*Task description*.
Rewrite the rows that follow, replacing "forearm" with "lower arm" and changing nothing else. Omit the pictures.

*Material for this task*.
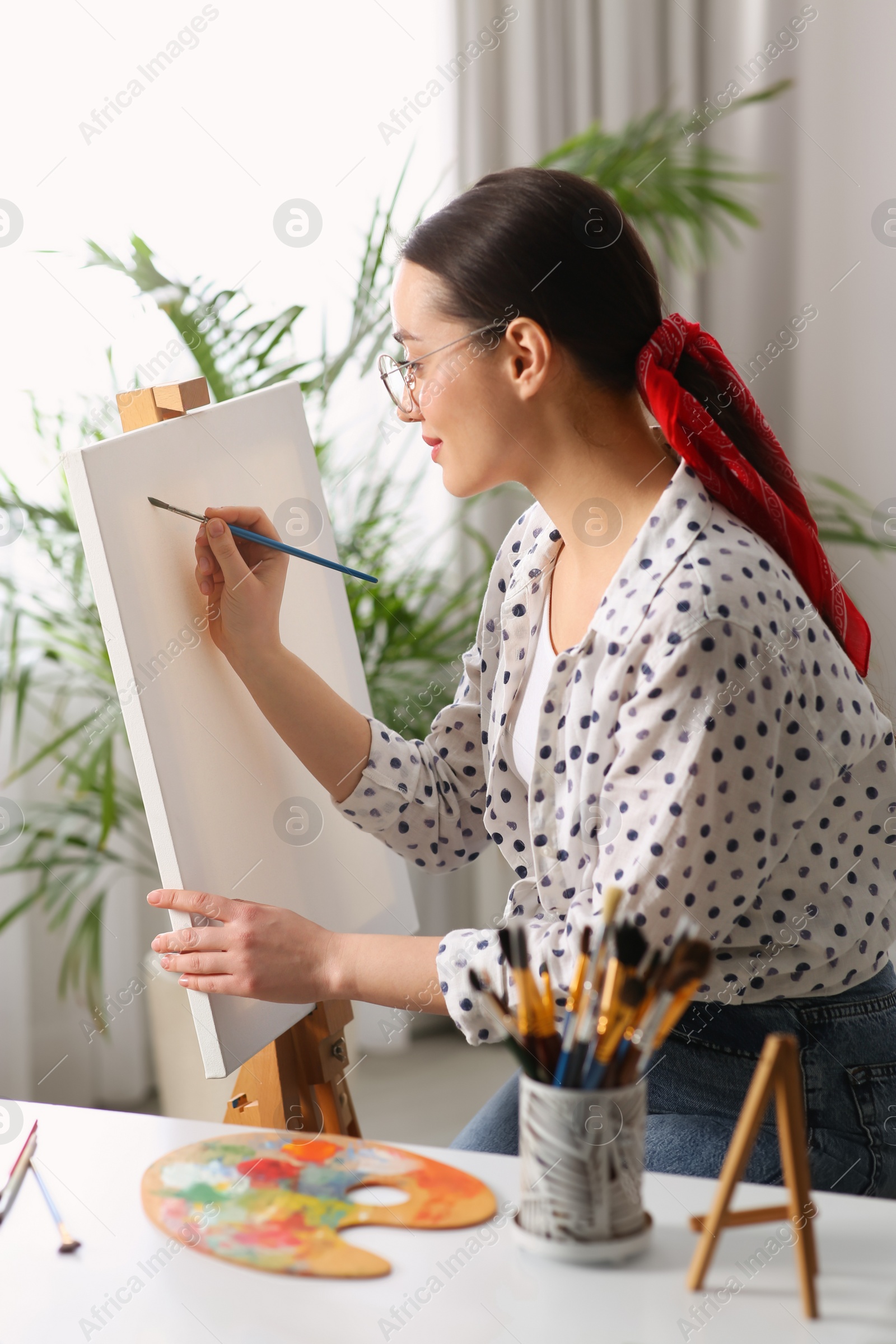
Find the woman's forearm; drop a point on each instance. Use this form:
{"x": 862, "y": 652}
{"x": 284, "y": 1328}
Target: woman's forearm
{"x": 388, "y": 969}
{"x": 329, "y": 737}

*Task answer*.
Find the woman's lower arm; drop a point on each instance. Use this form:
{"x": 862, "y": 652}
{"x": 284, "y": 1328}
Target: woman's lower arm
{"x": 388, "y": 969}
{"x": 329, "y": 737}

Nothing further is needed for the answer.